**Exercise prompt:** Rewrite the rows starting at the line containing "Question. The photograph above contains instances of the dirt" and ending at the last row, keeping each request line as is. Shift every coordinate in the answers by adding -91 to it.
== Data to use ==
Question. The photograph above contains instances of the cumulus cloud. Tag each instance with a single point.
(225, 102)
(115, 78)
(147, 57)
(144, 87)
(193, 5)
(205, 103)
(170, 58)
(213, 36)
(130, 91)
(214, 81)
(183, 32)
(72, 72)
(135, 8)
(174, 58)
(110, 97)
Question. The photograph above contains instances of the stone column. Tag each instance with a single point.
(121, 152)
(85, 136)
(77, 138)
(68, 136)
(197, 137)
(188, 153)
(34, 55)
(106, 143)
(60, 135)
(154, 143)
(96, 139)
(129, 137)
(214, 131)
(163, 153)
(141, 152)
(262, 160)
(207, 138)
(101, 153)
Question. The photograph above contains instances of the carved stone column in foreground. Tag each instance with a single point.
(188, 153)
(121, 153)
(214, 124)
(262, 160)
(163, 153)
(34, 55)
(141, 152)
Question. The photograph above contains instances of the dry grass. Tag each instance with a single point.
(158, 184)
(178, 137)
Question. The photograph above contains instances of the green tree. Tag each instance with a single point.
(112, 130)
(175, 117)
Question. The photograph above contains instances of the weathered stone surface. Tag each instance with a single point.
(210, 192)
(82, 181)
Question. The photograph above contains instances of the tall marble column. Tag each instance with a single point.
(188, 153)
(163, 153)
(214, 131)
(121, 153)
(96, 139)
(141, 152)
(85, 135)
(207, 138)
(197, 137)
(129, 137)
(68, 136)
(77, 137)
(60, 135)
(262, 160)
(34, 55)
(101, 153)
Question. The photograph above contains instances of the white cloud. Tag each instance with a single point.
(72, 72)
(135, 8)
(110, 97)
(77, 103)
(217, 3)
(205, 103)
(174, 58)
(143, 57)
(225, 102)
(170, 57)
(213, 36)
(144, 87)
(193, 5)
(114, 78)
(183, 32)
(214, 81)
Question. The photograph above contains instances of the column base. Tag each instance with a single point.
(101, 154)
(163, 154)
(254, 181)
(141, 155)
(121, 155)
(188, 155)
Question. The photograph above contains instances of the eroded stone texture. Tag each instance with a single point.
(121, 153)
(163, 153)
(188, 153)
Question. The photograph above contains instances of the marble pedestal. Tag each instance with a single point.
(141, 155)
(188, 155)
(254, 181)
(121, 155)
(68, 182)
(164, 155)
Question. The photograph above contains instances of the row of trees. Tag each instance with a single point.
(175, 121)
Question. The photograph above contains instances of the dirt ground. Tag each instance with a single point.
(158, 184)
===
**Correct output:**
Question. The photograph above contains instances of the dirt ground. Tag each instance with a single point.
(67, 93)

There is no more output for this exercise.